[TASK SET]:
**A.** According to the mailing list reply about DDW and indirect mapping, what page size does the default DMA window offer?
**B.** In the DDW mailing list reply, write out the part from "As of today, if" up to and including "64k, 16M ...).", swapping "default DMA window" for "standard DMA window".
**C.** Carry on the mailing list thread about DDW and indirect mapping from its last line.

[SOURCE EXTRACT]:
+---+
Re: [PATCH v6 00/11] DDW + Indirect Mapping

From: David Christensen
Date: Tue Aug 31 2021 - 16:39:54 EST




On 8/31/21 1:18 PM, Leonardo Brás wrote:
Hello David,

Sorry for the delay, I did not get your mail because I was not CC'd
in your reply (you sent the mail just to the mailing list).

Replies bellow:

On Mon, 2021-08-30 at 10:48 -0700, David Christensen wrote:
On 8/16/21 11:39 PM, Leonardo Bras wrote:
So far it's assumed possible to map the guest RAM 1:1 to the bus,
which
works with a small number of devices. SRIOV changes it as the user
can
configure hundreds VFs and since phyp preallocates TCEs and does not
allow IOMMU pages bigger than 64K, it has to limit the number of TCEs
per a PE to limit waste of physical pages.

As of today, if the assumed direct mapping is not possible, DDW
creation
is skipped and the default DMA window "ibm,dma-window" is used
instead.

Using the DDW instead of the default DMA window may allow to expand
the
amount of memory that can be DMA-mapped, given the number of pages
(TCEs)
may stay the same (or increase) and the default DMA window offers
only
4k-pages while DDW may offer larger pages (4k, 64k, 16M ...).

So if I'm reading this correctly, VFIO applications requiring hugepage
DMA mappings (e.g. 16M or 2GB) can be supported on an LPAR or DLPAR
after this change, is that correct?

Different DDW IOMMU page sizes were already supported in Linux (4k,
64k, 16M) for a while now, and the remaining page sizes in LoPAR were
enabled in the following patch:
http://patchwork.ozlabs.org/project/linuxppc-dev/patch/20210408201915.174217-1-leobras.c@xxxxxxxxx/
(commit 472724111f0f72042deb6a9dcee9578e5398a1a1)
+---+
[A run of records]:
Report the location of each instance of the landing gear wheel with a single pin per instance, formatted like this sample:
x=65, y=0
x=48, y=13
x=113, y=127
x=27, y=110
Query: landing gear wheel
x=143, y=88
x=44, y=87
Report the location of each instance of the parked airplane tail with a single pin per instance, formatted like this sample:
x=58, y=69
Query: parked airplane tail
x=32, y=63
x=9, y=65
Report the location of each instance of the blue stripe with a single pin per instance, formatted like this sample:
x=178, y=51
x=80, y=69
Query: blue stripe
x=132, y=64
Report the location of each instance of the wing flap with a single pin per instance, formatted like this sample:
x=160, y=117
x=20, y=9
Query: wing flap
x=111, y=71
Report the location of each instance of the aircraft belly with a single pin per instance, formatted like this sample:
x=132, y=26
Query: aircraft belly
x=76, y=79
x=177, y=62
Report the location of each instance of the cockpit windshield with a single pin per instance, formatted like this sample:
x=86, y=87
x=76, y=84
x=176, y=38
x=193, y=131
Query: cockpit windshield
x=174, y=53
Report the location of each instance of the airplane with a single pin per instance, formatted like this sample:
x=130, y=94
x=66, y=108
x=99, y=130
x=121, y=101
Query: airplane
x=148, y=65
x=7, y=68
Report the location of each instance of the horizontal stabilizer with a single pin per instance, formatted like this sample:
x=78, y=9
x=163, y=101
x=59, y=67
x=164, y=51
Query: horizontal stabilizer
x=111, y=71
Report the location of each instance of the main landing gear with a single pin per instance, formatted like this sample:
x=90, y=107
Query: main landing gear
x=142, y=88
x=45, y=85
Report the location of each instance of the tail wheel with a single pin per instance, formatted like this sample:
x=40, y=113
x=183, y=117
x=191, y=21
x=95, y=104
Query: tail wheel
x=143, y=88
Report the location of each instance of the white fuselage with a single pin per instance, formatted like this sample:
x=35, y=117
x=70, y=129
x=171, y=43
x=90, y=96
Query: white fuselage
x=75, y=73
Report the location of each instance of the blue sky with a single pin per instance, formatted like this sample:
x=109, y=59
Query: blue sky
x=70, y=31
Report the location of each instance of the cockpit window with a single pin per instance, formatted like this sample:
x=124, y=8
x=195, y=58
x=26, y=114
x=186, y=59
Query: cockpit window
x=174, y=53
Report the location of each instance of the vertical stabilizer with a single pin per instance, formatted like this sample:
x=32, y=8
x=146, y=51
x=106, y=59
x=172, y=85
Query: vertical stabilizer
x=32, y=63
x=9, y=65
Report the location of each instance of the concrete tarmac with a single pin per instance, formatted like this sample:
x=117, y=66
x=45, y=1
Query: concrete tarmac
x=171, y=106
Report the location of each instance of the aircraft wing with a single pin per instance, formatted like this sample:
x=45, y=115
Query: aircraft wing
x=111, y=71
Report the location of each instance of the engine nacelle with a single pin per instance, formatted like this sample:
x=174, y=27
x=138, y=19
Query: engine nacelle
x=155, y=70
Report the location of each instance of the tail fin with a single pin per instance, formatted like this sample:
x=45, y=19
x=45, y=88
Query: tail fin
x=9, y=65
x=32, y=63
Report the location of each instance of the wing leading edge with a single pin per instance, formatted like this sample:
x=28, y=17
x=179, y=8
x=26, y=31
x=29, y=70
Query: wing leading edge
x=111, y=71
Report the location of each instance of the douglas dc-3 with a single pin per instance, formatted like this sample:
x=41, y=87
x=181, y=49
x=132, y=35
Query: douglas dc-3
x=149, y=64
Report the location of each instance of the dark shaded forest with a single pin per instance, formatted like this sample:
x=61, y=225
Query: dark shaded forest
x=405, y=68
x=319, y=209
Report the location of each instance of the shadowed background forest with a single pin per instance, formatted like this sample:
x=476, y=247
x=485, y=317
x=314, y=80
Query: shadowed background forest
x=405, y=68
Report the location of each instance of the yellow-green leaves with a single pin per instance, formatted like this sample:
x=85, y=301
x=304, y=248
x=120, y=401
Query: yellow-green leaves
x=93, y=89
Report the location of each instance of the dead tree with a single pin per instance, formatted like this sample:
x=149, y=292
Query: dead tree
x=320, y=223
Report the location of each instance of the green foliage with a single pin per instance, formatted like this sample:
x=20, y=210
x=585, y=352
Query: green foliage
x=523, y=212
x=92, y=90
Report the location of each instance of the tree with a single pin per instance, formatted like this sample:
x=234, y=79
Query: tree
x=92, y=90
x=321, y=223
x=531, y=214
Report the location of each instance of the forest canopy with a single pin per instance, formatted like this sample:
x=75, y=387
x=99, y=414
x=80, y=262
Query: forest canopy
+---+
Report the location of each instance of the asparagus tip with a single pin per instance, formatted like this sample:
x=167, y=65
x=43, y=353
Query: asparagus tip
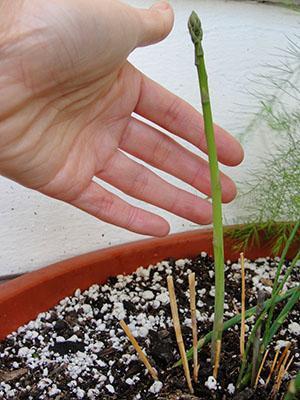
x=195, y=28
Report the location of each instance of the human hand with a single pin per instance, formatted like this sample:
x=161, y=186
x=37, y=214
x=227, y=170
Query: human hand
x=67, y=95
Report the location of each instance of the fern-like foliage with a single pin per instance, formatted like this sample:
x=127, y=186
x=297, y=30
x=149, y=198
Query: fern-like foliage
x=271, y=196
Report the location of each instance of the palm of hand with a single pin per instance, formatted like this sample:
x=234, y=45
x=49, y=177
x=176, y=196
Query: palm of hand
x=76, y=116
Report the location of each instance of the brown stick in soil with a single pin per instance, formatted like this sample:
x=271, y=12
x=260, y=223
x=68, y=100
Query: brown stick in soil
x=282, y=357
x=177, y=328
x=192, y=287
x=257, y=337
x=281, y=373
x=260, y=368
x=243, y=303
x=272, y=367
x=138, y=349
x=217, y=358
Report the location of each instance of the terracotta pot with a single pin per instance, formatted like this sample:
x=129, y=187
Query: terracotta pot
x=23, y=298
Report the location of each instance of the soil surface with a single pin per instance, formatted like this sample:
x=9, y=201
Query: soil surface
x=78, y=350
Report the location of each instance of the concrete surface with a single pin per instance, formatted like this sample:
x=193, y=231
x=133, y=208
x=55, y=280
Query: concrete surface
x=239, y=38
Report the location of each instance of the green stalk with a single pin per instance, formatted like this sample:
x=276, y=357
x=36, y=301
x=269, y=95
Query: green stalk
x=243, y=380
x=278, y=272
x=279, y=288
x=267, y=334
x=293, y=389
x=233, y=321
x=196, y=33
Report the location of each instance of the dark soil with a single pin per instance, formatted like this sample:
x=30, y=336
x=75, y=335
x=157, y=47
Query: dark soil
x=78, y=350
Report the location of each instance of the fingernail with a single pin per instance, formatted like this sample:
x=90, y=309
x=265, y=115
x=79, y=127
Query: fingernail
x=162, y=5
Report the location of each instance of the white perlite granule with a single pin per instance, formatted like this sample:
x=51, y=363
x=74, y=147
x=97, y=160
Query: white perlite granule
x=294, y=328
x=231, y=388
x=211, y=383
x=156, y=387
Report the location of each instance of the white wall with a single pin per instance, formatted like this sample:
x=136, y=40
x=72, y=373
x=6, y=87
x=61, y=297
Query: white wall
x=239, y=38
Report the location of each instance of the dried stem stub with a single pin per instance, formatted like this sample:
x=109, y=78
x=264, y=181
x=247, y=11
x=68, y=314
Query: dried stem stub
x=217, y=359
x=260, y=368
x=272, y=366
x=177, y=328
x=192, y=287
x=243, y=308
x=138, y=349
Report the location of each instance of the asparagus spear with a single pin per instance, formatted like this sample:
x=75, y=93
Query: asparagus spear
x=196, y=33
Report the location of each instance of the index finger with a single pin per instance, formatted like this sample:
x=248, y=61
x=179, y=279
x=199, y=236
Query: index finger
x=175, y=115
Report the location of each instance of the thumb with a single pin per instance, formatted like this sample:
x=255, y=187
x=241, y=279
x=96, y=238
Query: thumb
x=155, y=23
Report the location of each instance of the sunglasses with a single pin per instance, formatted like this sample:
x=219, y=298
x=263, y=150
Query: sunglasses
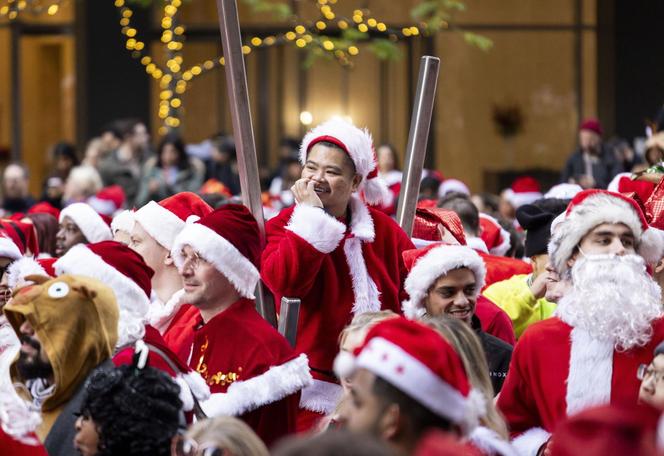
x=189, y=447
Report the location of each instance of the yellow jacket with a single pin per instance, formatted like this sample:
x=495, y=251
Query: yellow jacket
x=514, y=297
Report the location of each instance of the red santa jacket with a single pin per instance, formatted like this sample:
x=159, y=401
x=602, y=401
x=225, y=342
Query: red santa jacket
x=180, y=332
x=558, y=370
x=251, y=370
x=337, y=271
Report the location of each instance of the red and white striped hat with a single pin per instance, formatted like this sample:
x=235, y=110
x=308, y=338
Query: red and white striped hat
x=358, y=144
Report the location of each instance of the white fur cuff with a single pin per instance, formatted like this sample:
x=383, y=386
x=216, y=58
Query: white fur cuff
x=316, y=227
+---+
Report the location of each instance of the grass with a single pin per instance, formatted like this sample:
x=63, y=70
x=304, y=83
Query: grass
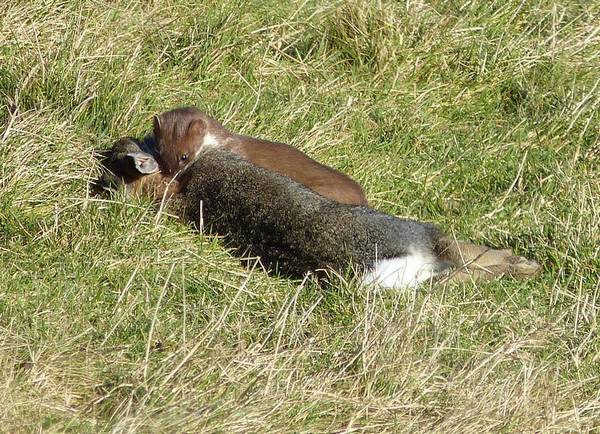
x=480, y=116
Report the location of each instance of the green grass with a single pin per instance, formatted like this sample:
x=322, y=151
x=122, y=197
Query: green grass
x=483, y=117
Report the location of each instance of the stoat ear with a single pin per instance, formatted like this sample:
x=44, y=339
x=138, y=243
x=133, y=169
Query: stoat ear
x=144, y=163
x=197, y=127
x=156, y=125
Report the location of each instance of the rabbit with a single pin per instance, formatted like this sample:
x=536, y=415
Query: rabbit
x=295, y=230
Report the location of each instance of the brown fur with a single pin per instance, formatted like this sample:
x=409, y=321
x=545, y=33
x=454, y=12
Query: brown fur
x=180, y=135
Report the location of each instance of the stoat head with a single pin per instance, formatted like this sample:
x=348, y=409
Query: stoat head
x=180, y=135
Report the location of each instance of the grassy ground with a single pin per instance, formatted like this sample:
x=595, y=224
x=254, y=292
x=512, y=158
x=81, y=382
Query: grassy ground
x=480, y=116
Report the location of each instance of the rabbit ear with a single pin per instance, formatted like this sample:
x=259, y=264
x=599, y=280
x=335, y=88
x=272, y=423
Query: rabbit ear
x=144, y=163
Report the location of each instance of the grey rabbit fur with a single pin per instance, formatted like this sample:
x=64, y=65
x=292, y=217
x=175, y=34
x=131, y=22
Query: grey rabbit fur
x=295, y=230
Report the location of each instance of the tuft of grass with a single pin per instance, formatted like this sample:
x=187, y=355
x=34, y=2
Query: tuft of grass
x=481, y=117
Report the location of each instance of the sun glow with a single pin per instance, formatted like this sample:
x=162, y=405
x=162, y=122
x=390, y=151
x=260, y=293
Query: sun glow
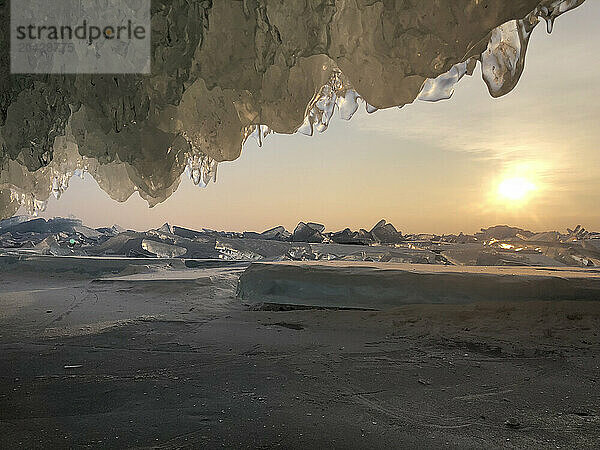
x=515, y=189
+---+
[RESPONSES TO THE EXERCISE]:
**A.** Only 4k pages.

**B.**
As of today, if the assumed direct mapping is not possible, DDW
creation
is skipped and the standard DMA window "ibm,dma-window" is used
instead.

Using the DDW instead of the standard DMA window may allow to expand
the
amount of memory that can be DMA-mapped, given the number of pages
(TCEs)
may stay the same (or increase) and the standard DMA window offers
only
4k-pages while DDW may offer larger pages (4k, 64k, 16M ...).

**C.**
The thing is there are two ways of using DMA:
- Direct DMA, mapping the whole memory space of the host, which
requires a lot of DMA space if the guest memory is huge. This already
supports DDW and allows using the bigger pagesizes.
This happens on device/bus probe.

- Indirect DMA with IOMMU, mapping memory regions on demand, and un-
mapping after use. This requires much less DMA space, but causes an
overhead because an hcall is necessary for mapping and un-mapping.
Before this series, Indirect DMA was only possible with the 'default
DMA window' which allows using only 4k pages.

This series allow Indirect DMA using DDW when available, which usually
means bigger pagesizes and more TCEs, and so more DMA space.

How is the mapping method selected? LPAR creation via the HMC, Linux kernel load parameter, or some other method?

The hcall overhead doesn't seem too worrisome when mapping 1GB pages so the Indirect DMA method might be best in my situation (DPDK).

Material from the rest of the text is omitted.